● Soal A: Ketik ulang bagian berita tentang korupsi peradilan, mulai dari "Ketua MA Kembali" sampai dengan "dalam kasus korupsi.".
● Soal B: Lanjutkan berita tentang korupsi peradilan ini, dimulai tepat setelah kalimat terakhirnya.

─── Bagian Dokumen ───

Ketua MA Kembali Soroti Masalah Korupsi Peradilan di Refleksi Akhir Tahun 2025
FORUM KEADILAN – Ketua Mahkamah Agung (MA) Sunarto kembali menyoroti sejumlah faktor yang menjadi penyebab terjadinya korupsi di lingkungan peradilan. Masalah korupsi yudisial selalu menjadi sorotannya sejak awal kepemimpinan di MA, apalagi terdapat kasus-kasus besar yang menjerat hakim dalam kasus korupsi.
Hal tersebut disampaikan Sunarto dalam acara Refleksi Akhir Tahun Mahkamah Agung yang digelar di Gedung MA RI, Jakarta, Selasa, 30/12/2025.
Sunarto menyatakan, terdapat tiga faktor utama yang kerap menjadi pemicu terjadinya penyimpangan di lingkungan peradilan. Menurutnya, praktik korupsi dan penyimpangan yudisial tidak terjadi secara berdiri sendiri, melainkan dipengaruhi oleh faktor kebutuhan (need), kesempatan (chance), serta keserakahan (greed).

─── Baris ───

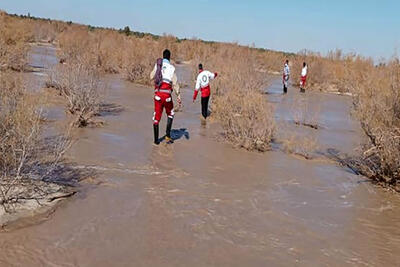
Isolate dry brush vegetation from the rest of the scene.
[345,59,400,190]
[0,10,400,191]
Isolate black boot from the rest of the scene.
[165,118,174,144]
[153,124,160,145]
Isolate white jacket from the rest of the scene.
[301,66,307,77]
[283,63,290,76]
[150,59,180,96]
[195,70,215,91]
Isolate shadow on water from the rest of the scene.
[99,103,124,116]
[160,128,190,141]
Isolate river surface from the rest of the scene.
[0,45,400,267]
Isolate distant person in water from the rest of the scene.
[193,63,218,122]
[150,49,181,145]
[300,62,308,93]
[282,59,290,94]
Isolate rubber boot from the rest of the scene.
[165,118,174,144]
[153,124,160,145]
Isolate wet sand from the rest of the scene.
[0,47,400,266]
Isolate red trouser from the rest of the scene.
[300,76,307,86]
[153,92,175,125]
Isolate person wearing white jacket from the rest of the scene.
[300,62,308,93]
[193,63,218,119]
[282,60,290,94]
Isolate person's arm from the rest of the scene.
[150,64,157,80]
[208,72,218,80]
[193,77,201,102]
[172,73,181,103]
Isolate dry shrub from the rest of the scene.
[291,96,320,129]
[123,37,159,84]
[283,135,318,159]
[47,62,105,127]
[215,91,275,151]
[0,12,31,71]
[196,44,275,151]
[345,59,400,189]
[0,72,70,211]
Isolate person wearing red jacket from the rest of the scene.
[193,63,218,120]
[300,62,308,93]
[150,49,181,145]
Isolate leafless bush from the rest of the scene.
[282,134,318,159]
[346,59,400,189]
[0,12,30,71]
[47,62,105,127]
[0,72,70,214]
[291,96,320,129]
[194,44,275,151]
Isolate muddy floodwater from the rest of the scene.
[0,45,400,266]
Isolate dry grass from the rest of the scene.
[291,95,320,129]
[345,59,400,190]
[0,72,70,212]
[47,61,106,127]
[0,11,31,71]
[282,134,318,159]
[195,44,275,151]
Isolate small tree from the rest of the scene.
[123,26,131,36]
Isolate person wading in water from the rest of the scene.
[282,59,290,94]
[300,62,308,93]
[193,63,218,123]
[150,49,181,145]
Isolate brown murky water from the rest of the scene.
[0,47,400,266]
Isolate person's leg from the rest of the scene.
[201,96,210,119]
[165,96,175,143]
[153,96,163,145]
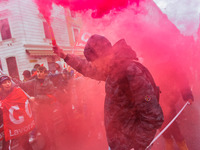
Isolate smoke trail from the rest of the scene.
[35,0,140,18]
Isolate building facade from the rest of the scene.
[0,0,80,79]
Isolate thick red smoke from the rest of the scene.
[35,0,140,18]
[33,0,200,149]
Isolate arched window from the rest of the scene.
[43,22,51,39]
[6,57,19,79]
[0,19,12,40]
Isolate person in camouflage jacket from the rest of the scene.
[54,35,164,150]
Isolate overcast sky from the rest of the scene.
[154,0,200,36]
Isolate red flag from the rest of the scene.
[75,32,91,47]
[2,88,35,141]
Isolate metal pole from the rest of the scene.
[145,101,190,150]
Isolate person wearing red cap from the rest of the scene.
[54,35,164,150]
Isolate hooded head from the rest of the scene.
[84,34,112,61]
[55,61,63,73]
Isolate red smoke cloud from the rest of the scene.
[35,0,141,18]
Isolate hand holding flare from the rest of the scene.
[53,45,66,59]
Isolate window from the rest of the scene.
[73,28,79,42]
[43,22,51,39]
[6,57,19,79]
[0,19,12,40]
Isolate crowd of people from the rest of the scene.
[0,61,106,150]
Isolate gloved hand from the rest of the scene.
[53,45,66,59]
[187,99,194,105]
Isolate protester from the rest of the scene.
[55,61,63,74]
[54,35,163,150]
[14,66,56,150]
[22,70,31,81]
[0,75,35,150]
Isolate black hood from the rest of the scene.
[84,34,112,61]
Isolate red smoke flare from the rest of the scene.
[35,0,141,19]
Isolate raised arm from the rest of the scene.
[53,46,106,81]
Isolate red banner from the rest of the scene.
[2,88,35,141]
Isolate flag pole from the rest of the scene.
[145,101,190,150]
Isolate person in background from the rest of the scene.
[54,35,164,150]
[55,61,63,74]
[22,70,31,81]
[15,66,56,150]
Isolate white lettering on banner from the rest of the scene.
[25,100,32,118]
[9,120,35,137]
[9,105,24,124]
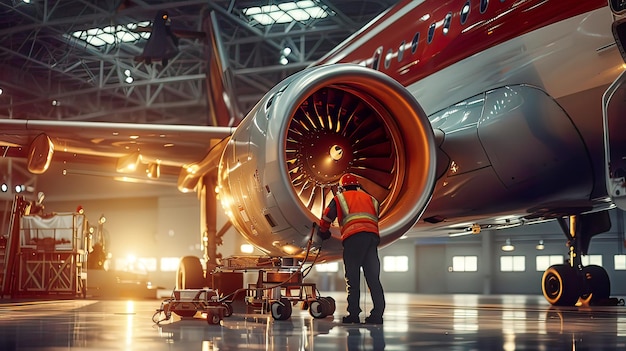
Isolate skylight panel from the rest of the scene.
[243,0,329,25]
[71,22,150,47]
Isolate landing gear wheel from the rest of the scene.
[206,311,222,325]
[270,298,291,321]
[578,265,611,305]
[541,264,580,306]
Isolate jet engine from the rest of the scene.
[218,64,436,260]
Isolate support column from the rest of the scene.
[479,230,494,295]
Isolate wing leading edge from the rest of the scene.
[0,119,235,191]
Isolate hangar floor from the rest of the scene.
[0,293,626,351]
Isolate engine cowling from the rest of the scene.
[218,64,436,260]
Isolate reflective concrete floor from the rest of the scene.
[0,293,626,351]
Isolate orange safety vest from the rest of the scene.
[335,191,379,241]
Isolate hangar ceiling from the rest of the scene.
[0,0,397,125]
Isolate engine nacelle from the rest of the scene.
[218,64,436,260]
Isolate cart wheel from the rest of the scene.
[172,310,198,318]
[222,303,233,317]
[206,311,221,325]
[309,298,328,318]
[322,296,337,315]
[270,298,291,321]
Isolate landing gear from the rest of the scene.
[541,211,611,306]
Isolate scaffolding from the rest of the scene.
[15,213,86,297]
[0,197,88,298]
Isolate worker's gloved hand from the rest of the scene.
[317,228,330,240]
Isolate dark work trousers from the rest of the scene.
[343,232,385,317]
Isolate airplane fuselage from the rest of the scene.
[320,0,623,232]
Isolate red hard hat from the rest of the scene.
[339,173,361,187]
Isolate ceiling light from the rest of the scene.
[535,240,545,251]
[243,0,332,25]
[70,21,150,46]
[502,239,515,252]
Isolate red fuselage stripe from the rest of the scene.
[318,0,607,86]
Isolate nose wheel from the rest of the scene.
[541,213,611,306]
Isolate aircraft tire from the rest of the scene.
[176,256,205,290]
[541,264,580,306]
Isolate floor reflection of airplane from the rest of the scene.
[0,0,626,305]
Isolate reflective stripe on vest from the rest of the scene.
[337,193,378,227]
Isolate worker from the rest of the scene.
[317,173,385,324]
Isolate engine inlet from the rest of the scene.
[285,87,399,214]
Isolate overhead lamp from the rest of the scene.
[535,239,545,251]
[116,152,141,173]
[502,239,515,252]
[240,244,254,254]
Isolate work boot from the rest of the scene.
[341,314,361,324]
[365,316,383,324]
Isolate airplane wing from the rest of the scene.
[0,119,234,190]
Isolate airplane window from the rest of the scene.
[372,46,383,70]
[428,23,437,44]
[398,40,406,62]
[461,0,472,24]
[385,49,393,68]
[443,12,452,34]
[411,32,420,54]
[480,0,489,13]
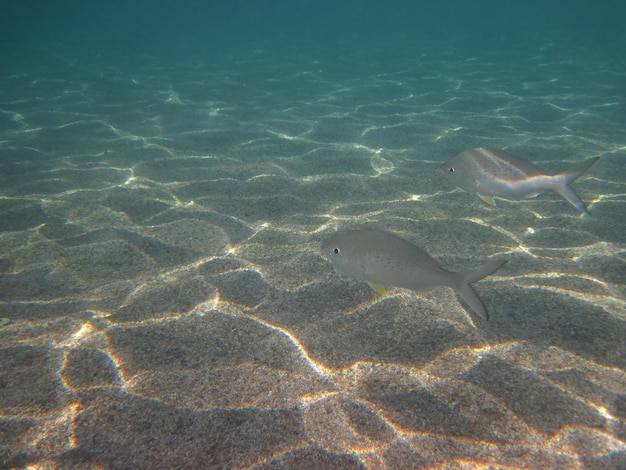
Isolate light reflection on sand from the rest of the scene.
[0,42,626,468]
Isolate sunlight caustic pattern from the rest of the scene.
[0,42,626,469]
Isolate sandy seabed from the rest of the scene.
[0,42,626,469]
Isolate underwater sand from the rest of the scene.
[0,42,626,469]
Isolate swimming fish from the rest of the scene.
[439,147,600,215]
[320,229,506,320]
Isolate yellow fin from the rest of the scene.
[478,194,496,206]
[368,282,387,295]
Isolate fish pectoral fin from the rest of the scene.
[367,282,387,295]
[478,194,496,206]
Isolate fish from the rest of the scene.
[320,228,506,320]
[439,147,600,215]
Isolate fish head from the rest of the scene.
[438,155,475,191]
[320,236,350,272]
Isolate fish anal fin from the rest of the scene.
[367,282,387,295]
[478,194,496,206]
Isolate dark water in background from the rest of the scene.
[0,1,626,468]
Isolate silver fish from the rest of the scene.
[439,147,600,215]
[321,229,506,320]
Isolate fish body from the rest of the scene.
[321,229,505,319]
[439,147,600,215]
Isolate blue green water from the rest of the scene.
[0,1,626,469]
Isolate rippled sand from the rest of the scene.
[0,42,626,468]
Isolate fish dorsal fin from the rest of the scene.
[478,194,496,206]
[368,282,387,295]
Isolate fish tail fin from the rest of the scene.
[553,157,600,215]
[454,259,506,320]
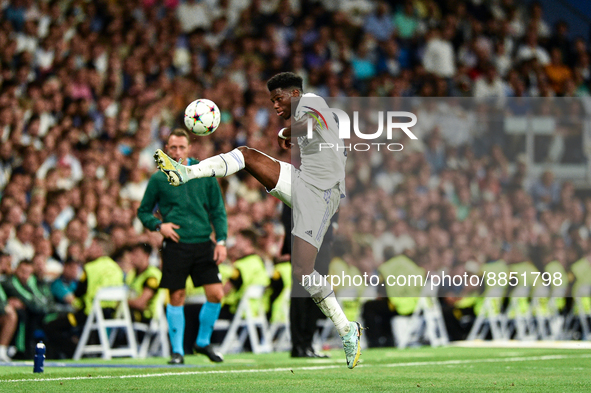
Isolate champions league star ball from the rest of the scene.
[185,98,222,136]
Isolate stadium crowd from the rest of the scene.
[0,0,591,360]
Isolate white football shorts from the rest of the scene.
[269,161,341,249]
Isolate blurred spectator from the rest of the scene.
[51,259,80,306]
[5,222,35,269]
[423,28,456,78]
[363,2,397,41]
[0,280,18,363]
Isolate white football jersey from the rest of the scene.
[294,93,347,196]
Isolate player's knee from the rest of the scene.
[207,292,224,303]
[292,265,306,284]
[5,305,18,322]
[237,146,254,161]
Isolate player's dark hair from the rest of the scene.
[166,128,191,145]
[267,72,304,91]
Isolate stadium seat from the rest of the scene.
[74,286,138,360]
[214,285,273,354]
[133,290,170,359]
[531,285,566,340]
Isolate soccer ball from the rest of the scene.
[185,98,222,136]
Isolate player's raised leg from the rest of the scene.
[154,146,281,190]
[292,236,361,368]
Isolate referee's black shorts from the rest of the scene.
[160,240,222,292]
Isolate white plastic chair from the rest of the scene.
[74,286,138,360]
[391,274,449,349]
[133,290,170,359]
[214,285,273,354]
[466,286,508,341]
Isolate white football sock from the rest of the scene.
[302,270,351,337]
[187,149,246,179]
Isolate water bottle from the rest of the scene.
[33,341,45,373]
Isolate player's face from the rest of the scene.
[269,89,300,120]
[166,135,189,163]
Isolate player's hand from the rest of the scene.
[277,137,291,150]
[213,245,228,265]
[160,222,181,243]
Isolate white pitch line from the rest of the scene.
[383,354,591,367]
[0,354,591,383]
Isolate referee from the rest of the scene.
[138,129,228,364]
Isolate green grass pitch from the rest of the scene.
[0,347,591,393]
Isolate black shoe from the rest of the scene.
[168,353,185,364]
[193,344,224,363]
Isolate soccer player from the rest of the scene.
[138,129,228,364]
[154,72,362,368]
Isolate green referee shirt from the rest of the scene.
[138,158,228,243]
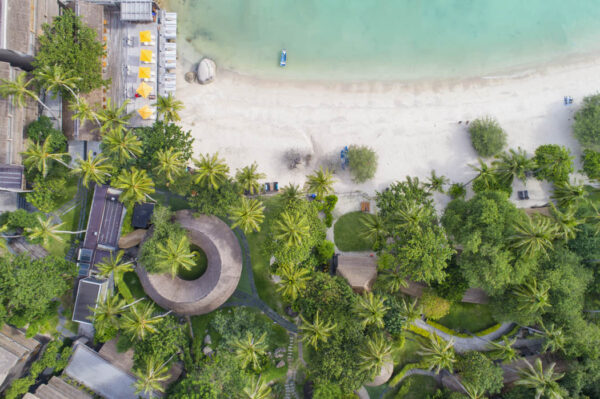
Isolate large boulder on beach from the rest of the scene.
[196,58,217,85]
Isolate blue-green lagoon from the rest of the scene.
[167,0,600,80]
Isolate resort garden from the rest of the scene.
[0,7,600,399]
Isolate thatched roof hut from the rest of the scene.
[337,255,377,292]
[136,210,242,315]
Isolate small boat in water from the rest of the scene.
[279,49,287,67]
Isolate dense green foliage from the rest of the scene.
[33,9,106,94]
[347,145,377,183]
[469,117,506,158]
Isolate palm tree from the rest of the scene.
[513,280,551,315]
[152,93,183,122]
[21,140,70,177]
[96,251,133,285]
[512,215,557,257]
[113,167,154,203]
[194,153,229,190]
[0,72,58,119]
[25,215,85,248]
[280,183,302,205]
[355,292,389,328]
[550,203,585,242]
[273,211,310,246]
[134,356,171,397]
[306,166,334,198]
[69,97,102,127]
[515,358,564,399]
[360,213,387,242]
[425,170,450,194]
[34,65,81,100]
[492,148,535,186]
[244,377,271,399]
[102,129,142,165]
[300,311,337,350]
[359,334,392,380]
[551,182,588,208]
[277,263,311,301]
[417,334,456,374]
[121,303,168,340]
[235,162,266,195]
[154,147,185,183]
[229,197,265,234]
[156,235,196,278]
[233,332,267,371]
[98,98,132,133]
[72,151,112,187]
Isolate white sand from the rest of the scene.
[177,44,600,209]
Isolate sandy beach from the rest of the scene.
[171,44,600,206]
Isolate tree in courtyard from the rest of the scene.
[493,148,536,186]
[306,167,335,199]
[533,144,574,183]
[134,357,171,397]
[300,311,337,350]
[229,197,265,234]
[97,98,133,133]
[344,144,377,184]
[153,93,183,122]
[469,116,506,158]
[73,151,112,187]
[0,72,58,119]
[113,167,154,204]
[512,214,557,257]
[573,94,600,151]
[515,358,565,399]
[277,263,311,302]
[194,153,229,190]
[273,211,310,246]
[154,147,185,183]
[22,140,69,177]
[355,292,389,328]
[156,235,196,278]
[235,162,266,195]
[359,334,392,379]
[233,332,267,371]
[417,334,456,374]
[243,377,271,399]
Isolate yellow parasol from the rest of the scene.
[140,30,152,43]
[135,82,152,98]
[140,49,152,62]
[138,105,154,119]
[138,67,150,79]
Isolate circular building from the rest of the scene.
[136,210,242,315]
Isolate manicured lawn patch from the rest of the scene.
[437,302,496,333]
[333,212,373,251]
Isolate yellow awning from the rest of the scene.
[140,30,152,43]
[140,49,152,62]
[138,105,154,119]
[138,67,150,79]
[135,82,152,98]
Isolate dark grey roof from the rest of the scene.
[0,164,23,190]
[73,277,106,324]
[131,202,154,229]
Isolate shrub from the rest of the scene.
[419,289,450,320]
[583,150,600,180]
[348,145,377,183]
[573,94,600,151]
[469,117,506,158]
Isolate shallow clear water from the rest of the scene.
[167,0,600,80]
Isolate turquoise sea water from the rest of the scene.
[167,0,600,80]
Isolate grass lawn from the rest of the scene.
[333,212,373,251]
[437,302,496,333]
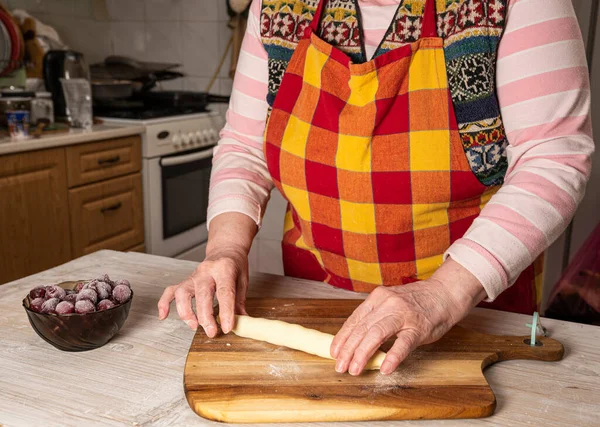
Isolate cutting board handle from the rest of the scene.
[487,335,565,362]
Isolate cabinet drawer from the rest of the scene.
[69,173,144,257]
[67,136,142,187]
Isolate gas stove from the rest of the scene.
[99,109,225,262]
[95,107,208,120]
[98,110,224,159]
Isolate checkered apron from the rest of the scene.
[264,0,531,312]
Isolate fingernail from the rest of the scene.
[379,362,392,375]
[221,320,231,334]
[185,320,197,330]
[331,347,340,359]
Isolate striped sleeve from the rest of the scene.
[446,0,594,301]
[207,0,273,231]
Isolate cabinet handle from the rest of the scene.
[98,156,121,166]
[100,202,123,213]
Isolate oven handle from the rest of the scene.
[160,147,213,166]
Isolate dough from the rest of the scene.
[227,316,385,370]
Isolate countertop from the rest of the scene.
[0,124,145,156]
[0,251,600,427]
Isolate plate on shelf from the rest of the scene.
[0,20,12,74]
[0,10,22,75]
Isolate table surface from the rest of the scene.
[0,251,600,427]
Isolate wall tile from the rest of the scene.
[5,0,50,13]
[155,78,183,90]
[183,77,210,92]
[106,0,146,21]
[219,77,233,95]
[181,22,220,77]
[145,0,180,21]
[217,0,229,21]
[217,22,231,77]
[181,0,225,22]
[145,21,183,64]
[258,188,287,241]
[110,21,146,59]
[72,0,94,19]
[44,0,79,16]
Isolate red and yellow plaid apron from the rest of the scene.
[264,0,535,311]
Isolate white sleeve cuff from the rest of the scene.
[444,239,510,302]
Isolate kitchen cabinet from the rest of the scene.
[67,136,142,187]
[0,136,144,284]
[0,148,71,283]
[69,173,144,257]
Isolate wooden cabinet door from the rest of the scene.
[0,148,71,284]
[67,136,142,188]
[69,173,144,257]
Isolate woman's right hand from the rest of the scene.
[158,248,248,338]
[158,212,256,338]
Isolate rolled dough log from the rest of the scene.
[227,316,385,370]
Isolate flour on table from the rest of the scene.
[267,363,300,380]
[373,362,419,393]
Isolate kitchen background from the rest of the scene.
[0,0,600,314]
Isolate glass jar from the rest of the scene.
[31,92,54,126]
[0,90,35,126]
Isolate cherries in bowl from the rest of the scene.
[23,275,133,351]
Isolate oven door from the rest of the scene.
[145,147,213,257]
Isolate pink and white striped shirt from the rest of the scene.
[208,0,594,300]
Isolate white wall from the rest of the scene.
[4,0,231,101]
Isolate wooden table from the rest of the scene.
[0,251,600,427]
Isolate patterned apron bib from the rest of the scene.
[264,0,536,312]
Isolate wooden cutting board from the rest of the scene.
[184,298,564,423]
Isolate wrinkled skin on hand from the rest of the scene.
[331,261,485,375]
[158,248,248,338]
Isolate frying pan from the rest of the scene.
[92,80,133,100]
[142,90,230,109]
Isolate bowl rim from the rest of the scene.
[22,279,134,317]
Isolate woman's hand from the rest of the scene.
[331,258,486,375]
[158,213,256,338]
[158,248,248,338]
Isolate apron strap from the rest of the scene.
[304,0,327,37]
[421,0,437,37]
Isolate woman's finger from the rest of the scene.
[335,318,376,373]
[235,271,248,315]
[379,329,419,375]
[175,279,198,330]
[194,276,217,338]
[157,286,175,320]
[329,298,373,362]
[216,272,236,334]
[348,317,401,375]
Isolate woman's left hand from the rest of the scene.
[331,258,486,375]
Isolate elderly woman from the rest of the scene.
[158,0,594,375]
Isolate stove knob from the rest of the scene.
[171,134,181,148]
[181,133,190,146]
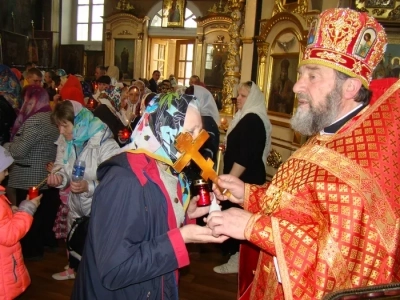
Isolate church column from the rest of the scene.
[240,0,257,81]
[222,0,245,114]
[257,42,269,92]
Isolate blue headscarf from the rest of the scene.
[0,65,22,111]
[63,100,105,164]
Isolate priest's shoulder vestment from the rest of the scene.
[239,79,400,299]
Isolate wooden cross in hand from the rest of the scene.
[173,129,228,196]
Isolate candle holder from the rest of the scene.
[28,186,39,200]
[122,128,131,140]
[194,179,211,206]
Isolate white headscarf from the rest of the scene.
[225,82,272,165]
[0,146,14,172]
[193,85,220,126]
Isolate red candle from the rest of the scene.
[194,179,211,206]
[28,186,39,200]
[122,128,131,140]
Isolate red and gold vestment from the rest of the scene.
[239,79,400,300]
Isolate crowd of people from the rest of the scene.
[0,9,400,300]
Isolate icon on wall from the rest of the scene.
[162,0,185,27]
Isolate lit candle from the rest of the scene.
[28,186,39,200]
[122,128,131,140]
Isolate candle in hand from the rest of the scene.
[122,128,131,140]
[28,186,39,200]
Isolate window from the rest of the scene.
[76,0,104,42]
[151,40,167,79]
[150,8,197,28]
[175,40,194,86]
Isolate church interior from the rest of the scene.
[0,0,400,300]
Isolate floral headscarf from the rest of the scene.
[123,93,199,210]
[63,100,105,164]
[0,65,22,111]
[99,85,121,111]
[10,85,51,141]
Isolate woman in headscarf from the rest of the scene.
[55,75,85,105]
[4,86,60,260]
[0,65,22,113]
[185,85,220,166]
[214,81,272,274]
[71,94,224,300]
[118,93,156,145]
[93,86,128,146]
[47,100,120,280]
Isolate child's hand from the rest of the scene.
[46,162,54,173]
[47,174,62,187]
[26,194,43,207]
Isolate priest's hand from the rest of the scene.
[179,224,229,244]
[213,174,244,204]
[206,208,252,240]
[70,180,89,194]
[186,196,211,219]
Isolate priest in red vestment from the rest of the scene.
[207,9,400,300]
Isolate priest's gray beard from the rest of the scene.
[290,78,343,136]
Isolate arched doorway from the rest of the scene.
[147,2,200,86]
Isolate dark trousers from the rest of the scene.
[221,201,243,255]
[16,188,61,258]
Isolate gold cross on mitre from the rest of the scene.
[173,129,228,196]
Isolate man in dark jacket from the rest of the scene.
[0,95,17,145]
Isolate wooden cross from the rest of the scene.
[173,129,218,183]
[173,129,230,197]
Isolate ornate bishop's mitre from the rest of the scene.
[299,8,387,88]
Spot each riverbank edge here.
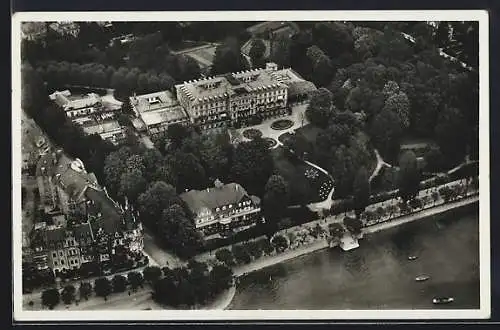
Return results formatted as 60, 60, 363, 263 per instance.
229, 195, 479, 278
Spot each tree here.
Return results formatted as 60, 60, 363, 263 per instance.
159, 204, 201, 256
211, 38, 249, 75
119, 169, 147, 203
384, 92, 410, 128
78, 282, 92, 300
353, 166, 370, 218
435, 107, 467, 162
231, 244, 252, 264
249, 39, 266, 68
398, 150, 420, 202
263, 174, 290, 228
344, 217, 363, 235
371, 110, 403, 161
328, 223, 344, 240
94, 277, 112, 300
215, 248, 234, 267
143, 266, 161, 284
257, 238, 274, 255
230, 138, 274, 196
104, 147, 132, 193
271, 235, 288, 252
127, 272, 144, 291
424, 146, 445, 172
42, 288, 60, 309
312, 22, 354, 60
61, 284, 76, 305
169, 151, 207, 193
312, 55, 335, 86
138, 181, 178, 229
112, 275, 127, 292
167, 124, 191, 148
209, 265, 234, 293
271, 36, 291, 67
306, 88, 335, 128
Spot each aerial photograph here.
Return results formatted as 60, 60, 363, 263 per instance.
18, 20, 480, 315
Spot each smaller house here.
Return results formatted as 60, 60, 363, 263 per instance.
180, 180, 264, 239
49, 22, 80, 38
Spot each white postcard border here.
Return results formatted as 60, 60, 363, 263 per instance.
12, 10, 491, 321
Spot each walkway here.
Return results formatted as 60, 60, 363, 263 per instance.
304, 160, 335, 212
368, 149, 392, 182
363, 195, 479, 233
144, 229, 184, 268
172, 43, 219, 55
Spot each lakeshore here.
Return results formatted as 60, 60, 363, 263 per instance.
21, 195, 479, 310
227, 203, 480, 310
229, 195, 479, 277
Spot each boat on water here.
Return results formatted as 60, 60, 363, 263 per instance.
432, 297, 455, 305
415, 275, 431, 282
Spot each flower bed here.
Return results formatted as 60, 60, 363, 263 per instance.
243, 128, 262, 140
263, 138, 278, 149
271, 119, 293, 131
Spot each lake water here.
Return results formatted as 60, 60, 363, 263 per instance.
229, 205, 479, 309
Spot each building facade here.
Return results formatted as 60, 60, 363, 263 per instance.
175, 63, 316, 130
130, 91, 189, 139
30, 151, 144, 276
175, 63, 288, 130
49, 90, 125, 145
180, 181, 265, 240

───

● Jawaban A:
Ketua MA Kembali Soroti Masalah Korupsi Peradilan di Refleksi Akhir Tahun 2025
FORUM KEADILAN – Ketua Mahkamah Agung (MA) Sunarto kembali menyoroti sejumlah faktor yang menjadi penyebab terjadinya korupsi di lingkungan peradilan. Masalah korupsi yudisial selalu menjadi sorotannya sejak awal kepemimpinan di MA, apalagi terdapat kasus-kasus besar yang menjerat hakim dalam kasus korupsi.

● Jawaban B:
“Tiga faktor ini harus dipahami secara komprehensif agar upaya pencegahan dan penindakan dapat dilakukan secara tepat, terukur, dan berkeadilan,” tegasnya.
Sunarto menjelaskan, untuk menekan penyimpangan yang bersumber dari faktor kebutuhan, Mahkamah Agung secara berkelanjutan mendorong peningkatan kesejahteraan hakim dan aparatur peradilan.
Ia menilai, pemenuhan kebutuhan dasar serta jaminan kesejahteraan merupakan fondasi penting bagi tumbuhnya kecenderungan dan keteguhan integritas dalam menjalankan tugas-tugas yudisial.
“Sementara untuk mengatasi penyimpangan yang timbul akibat adanya kesempatan, diantisipasi melalui penguatan sistem pengawasan yang terintegrasi, termasuk penerapan Sistem Manajemen Anti Penyuapan (SMAP),” bebernya.
Adapun terhadap praktik korupsi yang didorong oleh keserakahan, Sunarto menegaskan sikap tanpa kompromi.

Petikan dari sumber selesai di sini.